# start of Record extracts
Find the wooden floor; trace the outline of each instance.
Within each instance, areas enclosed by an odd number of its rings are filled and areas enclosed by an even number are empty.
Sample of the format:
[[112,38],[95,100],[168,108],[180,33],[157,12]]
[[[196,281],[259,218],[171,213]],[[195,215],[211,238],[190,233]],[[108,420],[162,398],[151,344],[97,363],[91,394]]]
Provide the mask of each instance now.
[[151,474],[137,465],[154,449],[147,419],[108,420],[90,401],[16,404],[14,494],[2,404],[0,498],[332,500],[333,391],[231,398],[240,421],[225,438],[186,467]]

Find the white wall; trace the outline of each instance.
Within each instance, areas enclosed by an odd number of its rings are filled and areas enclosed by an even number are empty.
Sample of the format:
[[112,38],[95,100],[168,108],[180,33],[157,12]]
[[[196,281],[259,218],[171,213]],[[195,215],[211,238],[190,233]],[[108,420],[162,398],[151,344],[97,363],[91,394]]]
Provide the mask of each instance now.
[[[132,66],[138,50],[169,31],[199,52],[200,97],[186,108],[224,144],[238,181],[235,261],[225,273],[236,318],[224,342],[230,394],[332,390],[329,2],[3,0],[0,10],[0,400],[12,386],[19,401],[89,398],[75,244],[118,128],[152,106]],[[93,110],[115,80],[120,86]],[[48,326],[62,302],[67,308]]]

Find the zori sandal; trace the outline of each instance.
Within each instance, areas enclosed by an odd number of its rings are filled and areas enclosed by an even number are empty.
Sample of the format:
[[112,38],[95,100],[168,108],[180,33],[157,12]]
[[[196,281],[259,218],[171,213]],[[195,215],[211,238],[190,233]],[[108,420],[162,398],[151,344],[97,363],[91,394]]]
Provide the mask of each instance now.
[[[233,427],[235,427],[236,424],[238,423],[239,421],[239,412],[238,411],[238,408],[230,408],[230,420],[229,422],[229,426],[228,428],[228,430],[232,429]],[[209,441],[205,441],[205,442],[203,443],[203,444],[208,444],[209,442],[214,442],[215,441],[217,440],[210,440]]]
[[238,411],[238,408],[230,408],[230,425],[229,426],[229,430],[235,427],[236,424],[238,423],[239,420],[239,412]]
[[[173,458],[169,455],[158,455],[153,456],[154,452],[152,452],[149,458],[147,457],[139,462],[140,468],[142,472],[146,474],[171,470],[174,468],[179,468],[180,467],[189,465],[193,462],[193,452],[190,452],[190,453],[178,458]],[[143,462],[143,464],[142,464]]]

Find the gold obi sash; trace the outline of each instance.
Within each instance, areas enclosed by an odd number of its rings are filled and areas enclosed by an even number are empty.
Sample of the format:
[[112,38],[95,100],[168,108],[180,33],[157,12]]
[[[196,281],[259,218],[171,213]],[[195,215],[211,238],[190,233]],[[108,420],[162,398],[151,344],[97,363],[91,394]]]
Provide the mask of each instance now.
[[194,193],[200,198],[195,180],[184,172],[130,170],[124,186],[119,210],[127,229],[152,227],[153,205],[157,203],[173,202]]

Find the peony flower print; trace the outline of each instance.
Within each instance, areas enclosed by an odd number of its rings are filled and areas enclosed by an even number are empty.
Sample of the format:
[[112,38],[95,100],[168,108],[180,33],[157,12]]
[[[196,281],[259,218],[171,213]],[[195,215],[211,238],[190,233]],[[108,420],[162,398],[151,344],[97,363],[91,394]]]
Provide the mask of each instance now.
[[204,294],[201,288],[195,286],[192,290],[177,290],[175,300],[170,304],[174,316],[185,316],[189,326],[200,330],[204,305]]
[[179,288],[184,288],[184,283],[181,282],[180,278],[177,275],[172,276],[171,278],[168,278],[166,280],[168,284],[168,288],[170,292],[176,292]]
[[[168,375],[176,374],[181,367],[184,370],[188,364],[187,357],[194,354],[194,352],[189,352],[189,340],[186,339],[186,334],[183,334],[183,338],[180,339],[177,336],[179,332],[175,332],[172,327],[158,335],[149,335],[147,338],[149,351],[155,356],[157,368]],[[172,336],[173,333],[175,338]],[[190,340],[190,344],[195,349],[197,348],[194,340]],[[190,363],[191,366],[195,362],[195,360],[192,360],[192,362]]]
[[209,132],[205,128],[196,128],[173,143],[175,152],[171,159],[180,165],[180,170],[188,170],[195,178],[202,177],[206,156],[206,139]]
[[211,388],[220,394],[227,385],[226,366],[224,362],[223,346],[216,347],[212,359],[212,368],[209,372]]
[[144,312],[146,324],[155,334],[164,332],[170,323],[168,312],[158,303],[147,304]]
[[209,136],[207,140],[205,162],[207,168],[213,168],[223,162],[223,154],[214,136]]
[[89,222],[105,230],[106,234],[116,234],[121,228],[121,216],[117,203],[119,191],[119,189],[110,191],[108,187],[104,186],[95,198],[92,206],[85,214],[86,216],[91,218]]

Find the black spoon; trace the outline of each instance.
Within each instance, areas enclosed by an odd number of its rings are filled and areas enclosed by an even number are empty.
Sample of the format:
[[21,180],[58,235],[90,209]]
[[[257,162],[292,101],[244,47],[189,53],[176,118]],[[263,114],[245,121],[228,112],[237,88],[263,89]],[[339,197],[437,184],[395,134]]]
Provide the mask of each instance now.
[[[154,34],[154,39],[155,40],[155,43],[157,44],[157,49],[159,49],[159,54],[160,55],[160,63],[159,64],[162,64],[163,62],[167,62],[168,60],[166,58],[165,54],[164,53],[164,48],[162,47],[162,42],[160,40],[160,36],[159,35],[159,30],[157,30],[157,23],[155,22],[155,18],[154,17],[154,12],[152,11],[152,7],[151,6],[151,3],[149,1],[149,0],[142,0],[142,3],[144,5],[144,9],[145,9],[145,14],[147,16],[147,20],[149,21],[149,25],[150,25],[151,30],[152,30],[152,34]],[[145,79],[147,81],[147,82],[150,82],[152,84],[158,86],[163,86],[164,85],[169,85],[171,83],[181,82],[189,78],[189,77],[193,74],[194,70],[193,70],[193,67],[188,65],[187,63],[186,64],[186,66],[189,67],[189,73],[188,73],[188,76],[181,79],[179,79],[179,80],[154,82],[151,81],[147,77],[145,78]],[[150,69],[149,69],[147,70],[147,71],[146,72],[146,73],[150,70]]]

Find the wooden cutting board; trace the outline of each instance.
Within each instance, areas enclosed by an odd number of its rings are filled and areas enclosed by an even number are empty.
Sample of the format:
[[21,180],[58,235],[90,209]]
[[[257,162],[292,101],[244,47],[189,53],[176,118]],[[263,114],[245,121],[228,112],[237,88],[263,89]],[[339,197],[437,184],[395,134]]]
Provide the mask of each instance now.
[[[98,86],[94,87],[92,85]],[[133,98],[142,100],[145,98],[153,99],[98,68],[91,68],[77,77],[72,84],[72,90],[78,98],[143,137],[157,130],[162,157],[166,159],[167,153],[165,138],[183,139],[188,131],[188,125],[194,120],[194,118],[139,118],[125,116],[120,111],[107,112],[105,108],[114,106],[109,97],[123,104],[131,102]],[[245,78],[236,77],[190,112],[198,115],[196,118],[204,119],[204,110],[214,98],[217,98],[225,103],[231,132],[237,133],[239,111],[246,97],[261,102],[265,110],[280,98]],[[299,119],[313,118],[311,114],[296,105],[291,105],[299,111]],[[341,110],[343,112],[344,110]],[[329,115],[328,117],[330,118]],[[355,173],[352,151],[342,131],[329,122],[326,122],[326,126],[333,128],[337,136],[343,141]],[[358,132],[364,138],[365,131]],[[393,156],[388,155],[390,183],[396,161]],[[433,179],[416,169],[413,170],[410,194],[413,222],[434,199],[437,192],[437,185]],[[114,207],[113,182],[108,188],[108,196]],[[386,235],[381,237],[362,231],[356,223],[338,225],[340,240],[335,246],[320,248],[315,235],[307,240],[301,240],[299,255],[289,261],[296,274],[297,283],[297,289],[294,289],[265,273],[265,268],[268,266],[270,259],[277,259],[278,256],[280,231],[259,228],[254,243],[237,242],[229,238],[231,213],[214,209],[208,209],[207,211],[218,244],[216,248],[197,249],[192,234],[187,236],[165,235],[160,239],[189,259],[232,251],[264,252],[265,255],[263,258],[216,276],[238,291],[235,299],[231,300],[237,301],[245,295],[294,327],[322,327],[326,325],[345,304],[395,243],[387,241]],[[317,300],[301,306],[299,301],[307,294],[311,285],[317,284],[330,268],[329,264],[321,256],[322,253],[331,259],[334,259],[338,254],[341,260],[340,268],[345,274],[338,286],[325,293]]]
# end of Record extracts
**Do this:**
Exactly reproduce the lines beginning with the one that contains "Find the wooden cutting" and ending with the last line of the material, both included. Leave out everything else.

**Reply:**
Find the wooden cutting board; trace the outline of each instance.
Within each instance, areas enclosed by an odd number of its rings are filled and areas enclosed by an even number are empty.
Sample of the format:
[[21,180],[58,235],[90,209]]
[[[257,162],[292,101],[244,47],[189,53],[176,118]],[[263,114],[245,121],[228,112],[237,88],[263,89]],[[339,197],[437,184],[395,134]]]
Provide the mask of each instance now.
[[[98,86],[94,87],[92,85]],[[133,98],[142,100],[145,98],[153,99],[98,68],[91,68],[77,77],[72,84],[72,90],[78,98],[143,137],[157,130],[162,157],[166,159],[167,153],[165,138],[183,139],[188,131],[188,125],[194,120],[194,118],[139,118],[125,116],[120,111],[107,112],[105,108],[114,106],[109,97],[123,104],[131,102]],[[245,78],[236,77],[190,112],[198,115],[196,118],[204,119],[204,110],[214,98],[217,98],[225,103],[231,132],[237,133],[239,111],[246,97],[261,102],[265,110],[280,98]],[[299,119],[313,118],[311,114],[296,105],[291,105],[299,111]],[[341,110],[343,112],[344,110]],[[329,115],[328,117],[330,118]],[[355,173],[352,151],[342,131],[329,122],[326,122],[326,126],[333,128],[337,136],[343,141]],[[358,132],[364,138],[365,131]],[[393,156],[388,155],[390,183],[396,161]],[[433,179],[416,169],[413,170],[410,194],[413,222],[434,199],[437,192],[437,185]],[[114,207],[113,182],[108,188],[108,196]],[[386,235],[381,237],[362,231],[356,223],[338,225],[340,240],[335,246],[320,248],[315,235],[307,240],[301,240],[299,255],[289,261],[296,274],[297,283],[297,289],[294,289],[265,273],[265,268],[268,266],[270,259],[277,259],[278,256],[280,231],[259,228],[254,243],[237,242],[229,238],[231,213],[214,209],[208,209],[207,211],[218,244],[216,248],[197,249],[192,234],[187,236],[165,235],[160,239],[189,259],[232,251],[264,252],[265,255],[263,258],[216,276],[238,291],[235,299],[231,300],[237,301],[245,295],[294,327],[322,327],[326,325],[345,304],[395,243],[387,241]],[[317,300],[301,306],[299,301],[307,294],[311,285],[317,284],[330,268],[329,264],[321,256],[322,253],[331,259],[334,259],[338,254],[341,260],[340,268],[345,274],[338,286],[325,293]]]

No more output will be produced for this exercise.